* BRIEF *
Gather each line from the rows below that contains the string "Question". Case counts.

* DATA PROVIDED *
<<<<

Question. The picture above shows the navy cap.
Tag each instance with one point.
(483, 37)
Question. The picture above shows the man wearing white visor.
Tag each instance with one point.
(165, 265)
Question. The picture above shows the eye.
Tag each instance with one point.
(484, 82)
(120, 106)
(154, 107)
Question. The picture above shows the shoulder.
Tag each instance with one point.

>>>>
<<<<

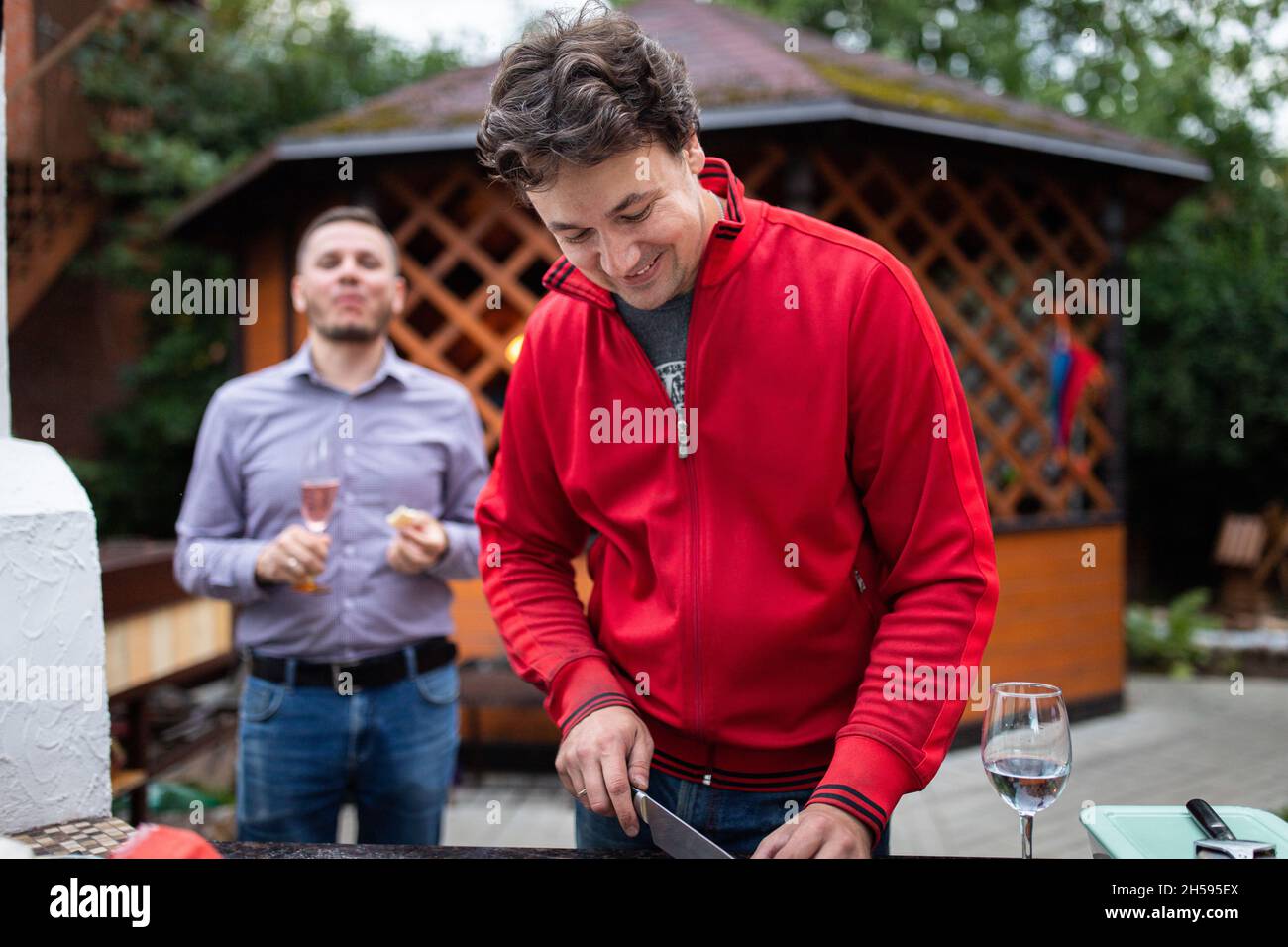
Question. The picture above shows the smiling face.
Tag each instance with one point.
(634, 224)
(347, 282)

>>>>
<<<<

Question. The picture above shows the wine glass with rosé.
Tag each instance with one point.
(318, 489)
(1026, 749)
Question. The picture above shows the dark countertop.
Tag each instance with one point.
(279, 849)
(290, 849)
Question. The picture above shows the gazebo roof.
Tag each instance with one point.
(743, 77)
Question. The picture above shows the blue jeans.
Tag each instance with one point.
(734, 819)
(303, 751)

>>>>

* ANSWER FOR THIS EXERCISE *
Question. The picture above shows the navy cap.
Question. The picture above shows the man wearing white visor.
Question. The picture above shows the eye.
Question. The picture above shows the shoulder.
Question. The picture above shows the smiling face.
Question. The picture above shows the wine glass with rosé.
Question. The picture above shows the dark countertop.
Question. The picture above shows the gazebo roof.
Question. The picture above shows the blue jeans.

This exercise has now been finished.